SET TASK
Give the listing below as a numbered list, skipping blank lines and leaving out the pictures.

(Object location annotation data)
= = = = = = =

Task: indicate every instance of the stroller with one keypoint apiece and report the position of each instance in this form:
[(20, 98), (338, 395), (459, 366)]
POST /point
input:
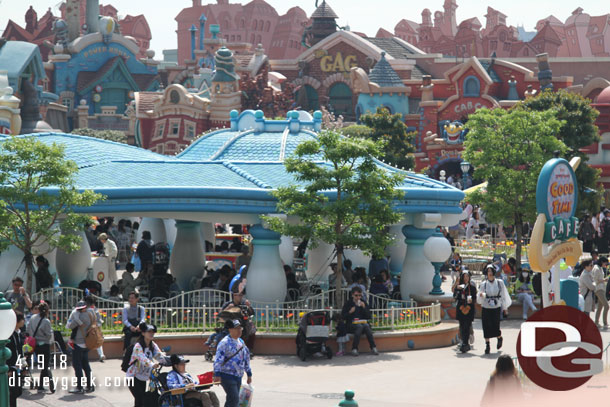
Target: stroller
[(314, 330), (160, 394)]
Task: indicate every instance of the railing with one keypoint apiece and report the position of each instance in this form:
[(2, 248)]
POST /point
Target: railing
[(198, 311)]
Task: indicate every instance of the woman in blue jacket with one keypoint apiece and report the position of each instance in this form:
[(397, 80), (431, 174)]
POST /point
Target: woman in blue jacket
[(232, 360)]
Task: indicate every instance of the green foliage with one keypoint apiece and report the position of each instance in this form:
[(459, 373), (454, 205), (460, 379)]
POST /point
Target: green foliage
[(111, 135), (347, 201), (37, 190), (357, 131), (508, 149), (578, 130), (390, 128)]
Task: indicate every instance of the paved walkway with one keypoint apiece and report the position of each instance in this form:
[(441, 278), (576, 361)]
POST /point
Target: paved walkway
[(419, 378)]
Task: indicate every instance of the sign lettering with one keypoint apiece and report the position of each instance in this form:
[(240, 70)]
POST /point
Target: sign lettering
[(338, 63)]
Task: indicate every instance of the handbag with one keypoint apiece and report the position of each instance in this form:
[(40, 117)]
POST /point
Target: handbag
[(31, 340)]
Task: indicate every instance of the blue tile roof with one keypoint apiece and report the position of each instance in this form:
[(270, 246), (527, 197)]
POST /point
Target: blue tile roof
[(384, 75), (225, 171)]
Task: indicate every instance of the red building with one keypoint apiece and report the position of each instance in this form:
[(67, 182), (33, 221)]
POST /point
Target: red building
[(255, 23), (36, 31)]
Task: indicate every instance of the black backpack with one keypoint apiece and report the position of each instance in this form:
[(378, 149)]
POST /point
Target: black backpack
[(125, 365)]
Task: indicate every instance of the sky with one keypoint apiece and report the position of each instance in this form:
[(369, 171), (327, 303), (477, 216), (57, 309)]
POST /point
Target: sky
[(363, 16)]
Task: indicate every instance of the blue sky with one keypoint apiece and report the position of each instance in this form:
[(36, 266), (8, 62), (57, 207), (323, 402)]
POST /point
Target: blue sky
[(361, 15)]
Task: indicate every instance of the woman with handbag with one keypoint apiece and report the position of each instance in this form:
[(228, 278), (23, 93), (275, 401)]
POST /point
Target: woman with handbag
[(464, 292), (231, 362), (495, 300), (15, 345), (82, 317), (142, 362), (41, 330)]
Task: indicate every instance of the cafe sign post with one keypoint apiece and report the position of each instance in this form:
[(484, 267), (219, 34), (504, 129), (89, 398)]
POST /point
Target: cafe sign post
[(555, 232)]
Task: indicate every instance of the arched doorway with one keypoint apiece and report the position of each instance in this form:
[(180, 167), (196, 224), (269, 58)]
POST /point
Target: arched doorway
[(307, 98), (340, 100)]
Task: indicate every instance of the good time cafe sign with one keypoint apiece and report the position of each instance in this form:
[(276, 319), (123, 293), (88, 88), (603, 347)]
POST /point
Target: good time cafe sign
[(556, 225)]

= = = = = = =

PROBLEM SOLUTION
1. Task: indicate every instance of the stroller with one keypoint apiece and report the position of each instance in this form:
2. [(20, 98), (338, 395), (459, 366)]
3. POST /point
4. input:
5. Target: stroller
6. [(314, 330), (160, 394)]
7. Task: indicate every instance of the railing with one keypoint apiece and report the position of each instance in this form:
8. [(2, 248)]
9. POST /point
10. Target: railing
11. [(198, 311)]
12. Task: indicate every instance of the woman in blue jacket with one keypoint apiece and report the position of each instance in this form:
13. [(397, 80), (431, 174)]
14. POST /point
15. Target: woman in blue jacket
16. [(232, 360)]
17. Task: indicate every instance of the green foliage with one keypoint apiece and report the position of each instance in this form:
18. [(459, 373), (454, 205), (460, 379)]
19. POST /point
20. Target: green foliage
21. [(111, 135), (347, 201), (37, 190), (357, 131), (508, 149), (578, 130), (390, 128)]
22. Task: indicate every instance of the paved walkway with one keypoint apiece and report the position of each instance in this form:
23. [(441, 278), (576, 361)]
24. POST /point
25. Target: paved walkway
26. [(419, 378)]
27. Task: indicate every instance of the sign lettering with one keypoint apiece and report the position of each instance in this form:
28. [(240, 70)]
29. POST /point
30. Target: sign lettering
31. [(338, 63)]
32. Task: indicate every instance of the handbag with one keypoint apiece and report the position of each instance in this form:
33. [(40, 117)]
34. POST /point
35. Target: handbag
36. [(31, 340)]
37. Task: indicate every instance of the blue tile roof with one keypoint apiece and report the position of each instance in this form:
38. [(270, 246), (527, 197)]
39. POST /point
40. Target: blue tile roof
41. [(384, 75), (225, 171)]
42. Task: indicate every instance of the red building with one keypoint apiece and report the position of each instance in this form:
43. [(67, 182), (33, 221)]
44. POST /point
45. Target: red building
46. [(255, 23), (36, 31)]
47. Task: indicate every instance of the black backpack with one keypoint apiece and report the position of each instance in this form:
48. [(378, 149)]
49. POST /point
50. Target: black backpack
51. [(125, 365)]
52. Task: indicate every instance of the sky with one keypoint apiece and report the position of each instance in this form:
53. [(369, 171), (327, 303), (477, 216), (57, 309)]
54. POST /point
55. Target: sky
56. [(363, 16)]
57. Task: indicate every instance of the blue sky with one keypoint apiece and report the position of each instance in this form:
58. [(36, 266), (8, 62), (57, 207), (323, 402)]
59. POST /point
60. Target: blue sky
61. [(361, 15)]
62. Task: indicate every instance of the woman with handbag with one keypoint apiece and report the position of each instance in this form:
63. [(228, 278), (23, 93), (275, 401)]
64. POST /point
65. Target: woman with handbag
66. [(464, 292), (231, 362), (495, 300), (15, 345), (82, 317), (142, 362), (41, 330)]
67. Task: indicate every instance of the cafe sign post with one keypoint apiece and report the position of each instance in this form:
68. [(484, 267), (219, 34), (504, 129), (89, 398)]
69. POST /point
70. Target: cafe sign post
71. [(555, 232)]
72. Task: indicate every instance of the arched doorway with one keypoint apiece and report the position of each instance in this form:
73. [(180, 167), (196, 224), (269, 58)]
74. POST /point
75. Target: arched doorway
76. [(307, 98), (340, 100)]
77. Task: indicate every instance of the good time cafe sign with one keypoint apiece and report the position of each instance in this form:
78. [(276, 319), (123, 293), (88, 88), (603, 347)]
79. POST /point
80. Target: good time cafe sign
81. [(556, 225)]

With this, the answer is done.